_WRITTEN EXERCISE 1_.
Collect every line in the records that contains the word "snow".

_TEXT SHOWN_.
Display Values vs Native Geometry

The Dual Representation

Many objects carry BOTH display values AND native geometry: 
rhino_brep = Base()
rhino_brep.speckle_type = "Objects.Geometry.Brep"
rhino_brep.encodedValue = brep_native_data  # Rhino-specific (lossless)
rhino_brep.displayValue = [mesh]  # Universal (viewer-ready)
Why both:
  • Display value - Universal visualization (all viewers)
  • Native geometry - Lossless round-trip (same app)

When to Use Each

Use CaseDisplay ValueNative Geometry
3D Viewer✅ Always used❌ Not used
Cross-application✅ Works everywhere❌ App-specific
Round-trip⚠️ Lossy (tessellated)✅ Lossless
Required✅ For visibility❌ Optional

Display Values for Interoperability

Atomic Viewer Objects

Objects with displayValue are atomic in the viewer - they can be clicked, selected, and queried: 
# Checking if object is viewer-selectable
def is_viewer_selectable(obj):
    """Objects with displayValue appear as selectable items in viewer."""
    return hasattr(obj, "displayValue") and obj.displayValue is not None

# Finding all viewer-selectable objects
selectable = [obj for obj in all_objects if is_viewer_selectable(obj)]
print(f"Found {len(selectable)} objects visible in viewer")
Viewer interaction:
  • Click to select → queries object with displayValue
  • Hover for info → shows object name and properties
  • Filter/isolate → based on objects with displayValue

Container vs Renderable Objects

Not all objects need display values: 
# Container object (organizational only)
level = DataObject(
    name="Level 1",
    properties={"elevation": 0.0}
    # No displayValue - not rendered, just organizes
)

# Renderable object (has geometry)
wall = DataObject(
    name="Wall-001",
    properties={"volume": 15.5},
    displayValue=[mesh]  # Has displayValue - rendered and selectable
)
Pattern:
  • Containers (levels, groups, collections) → No displayValue
  • Elements (walls, columns, furniture) → Has displayValue

Architectural Principle: Leaf Nodes Have Display Values

Key Principle: Objects with displayValue typically don’t have child elements that also have displayValue. Display values mark leaf nodes in the object graph - the atomic, indivisible elements that appear in the viewer.
Why this matters: 
# Typical structure - displayValue at leaves only
building = Base(
    name="Building",
    # No displayValue - container
    elements=[
        level_1,  # No displayValue - container
        level_2   # No displayValue - container
    ]
)

level_1 = Base(
    name="Level 1",
    # No displayValue - container
    elements=[
        wall_1,  # HAS displayValue - leaf/atomic
        wall_2,  # HAS displayValue - leaf/atomic
        column_1  # HAS displayValue - leaf/atomic
    ]
)

# Walls have displayValue but no children with displayValue
wall_1 = DataObject(
    name="Wall-001",
    displayValue=[mesh],  # Leaf node - atomic in viewer
    # No elements array - this is the end of the hierarchy
)
Exceptions are rare: 
# Unusual but possible - nested displayValues
assembly = DataObject(
    name="Window Assembly",
    displayValue=[overall_mesh],  # Overview representation
    elements=[
        DataObject(name="Frame", displayValue=[frame_mesh]),
        DataObject(name="Glass", displayValue=[glass_mesh]),
        DataObject(name="Hardware", displayValue=[hardware_mesh])

_WRITTEN EXERCISE 2_.
In the text on display values and native geometry, begin at the words "Many objects carry" and stop after "# Universal (viewer-ready)". Write that passage out again with "rhino_brep" swapped for "model_brep" throughout.

_RECORDS SUPPLIED_.
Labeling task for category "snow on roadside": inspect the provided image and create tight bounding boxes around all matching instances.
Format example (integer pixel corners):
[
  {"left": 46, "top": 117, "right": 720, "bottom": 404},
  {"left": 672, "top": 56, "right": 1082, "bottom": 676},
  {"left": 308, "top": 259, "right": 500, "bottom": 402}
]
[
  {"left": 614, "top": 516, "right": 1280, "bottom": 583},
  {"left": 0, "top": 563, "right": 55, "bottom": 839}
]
==
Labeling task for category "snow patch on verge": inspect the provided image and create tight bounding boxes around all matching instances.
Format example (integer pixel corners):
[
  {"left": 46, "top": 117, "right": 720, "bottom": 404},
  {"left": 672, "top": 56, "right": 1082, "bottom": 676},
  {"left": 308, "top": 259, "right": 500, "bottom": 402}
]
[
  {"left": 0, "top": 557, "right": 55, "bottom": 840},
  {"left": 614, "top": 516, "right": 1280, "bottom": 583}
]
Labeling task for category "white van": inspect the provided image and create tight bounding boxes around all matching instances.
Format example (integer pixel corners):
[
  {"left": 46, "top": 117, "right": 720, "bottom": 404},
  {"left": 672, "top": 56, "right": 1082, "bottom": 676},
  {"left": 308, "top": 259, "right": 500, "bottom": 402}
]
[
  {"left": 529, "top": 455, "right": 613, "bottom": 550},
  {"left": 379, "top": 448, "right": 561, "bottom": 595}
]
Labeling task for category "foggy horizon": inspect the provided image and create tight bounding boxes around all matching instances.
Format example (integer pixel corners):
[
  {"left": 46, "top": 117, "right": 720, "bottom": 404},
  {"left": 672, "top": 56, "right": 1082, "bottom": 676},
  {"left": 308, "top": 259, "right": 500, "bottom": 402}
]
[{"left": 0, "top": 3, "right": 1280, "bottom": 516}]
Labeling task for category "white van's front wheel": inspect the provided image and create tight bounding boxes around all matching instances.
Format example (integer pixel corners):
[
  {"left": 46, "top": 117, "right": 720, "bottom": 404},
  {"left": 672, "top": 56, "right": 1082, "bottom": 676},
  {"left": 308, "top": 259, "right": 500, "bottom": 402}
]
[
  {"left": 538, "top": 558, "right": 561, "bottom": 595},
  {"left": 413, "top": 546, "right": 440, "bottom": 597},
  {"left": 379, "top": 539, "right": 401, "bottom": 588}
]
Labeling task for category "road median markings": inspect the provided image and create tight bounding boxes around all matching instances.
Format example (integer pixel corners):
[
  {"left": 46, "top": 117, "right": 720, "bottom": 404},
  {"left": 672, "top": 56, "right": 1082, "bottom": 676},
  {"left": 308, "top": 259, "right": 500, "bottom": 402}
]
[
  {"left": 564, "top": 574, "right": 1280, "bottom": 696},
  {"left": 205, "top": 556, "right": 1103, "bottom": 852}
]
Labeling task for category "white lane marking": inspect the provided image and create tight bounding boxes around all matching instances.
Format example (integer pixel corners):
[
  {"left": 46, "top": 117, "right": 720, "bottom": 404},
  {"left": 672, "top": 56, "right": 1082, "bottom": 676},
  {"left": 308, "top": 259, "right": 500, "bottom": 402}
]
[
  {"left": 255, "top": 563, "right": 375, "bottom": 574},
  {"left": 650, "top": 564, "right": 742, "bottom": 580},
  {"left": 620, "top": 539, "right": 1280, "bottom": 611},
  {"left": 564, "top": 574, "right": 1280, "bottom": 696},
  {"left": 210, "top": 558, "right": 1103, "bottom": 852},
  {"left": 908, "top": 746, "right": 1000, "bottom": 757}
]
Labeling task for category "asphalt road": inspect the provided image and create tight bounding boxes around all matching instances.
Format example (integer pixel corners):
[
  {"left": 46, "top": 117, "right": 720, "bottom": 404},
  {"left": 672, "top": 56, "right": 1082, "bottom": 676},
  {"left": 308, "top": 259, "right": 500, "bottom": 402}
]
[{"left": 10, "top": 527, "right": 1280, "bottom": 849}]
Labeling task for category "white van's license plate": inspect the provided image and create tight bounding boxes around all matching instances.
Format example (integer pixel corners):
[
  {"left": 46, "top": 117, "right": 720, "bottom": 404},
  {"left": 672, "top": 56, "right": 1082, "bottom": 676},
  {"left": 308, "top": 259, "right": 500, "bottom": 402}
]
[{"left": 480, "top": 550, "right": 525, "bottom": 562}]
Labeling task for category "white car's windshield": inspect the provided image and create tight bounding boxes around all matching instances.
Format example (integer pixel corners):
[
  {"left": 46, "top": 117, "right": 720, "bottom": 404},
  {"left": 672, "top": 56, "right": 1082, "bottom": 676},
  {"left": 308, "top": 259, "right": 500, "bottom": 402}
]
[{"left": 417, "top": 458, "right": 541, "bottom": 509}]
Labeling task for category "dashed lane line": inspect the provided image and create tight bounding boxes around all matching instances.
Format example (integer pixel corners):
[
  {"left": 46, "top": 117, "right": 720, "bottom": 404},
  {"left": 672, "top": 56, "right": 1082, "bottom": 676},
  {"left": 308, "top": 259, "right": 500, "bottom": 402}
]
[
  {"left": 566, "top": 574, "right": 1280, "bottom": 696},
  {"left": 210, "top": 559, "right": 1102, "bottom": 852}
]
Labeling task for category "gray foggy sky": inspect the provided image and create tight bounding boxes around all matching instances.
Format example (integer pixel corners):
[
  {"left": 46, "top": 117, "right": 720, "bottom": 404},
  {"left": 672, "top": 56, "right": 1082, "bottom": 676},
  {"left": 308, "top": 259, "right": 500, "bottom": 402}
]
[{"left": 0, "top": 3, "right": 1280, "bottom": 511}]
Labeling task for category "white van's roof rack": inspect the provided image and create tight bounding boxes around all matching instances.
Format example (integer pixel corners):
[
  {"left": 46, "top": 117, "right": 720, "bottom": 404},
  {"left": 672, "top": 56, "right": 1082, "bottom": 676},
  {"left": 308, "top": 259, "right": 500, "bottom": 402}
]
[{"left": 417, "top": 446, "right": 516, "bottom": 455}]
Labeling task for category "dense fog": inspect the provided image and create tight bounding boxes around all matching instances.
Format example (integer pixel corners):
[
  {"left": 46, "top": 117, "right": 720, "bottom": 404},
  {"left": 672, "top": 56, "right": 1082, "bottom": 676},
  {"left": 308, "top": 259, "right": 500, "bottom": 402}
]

_FULL ANSWER 1_.
Labeling task for category "snow on roadside": inspect the provided image and create tight bounding boxes around all matching instances.
Labeling task for category "snow patch on verge": inspect the provided image and create tight bounding boxes around all matching instances.

_FULL ANSWER 2_.
Many objects carry BOTH display values AND native geometry: 
model_brep = Base()
model_brep.speckle_type = "Objects.Geometry.Brep"
model_brep.encodedValue = brep_native_data  # Rhino-specific (lossless)
model_brep.displayValue = [mesh]  # Universal (viewer-ready)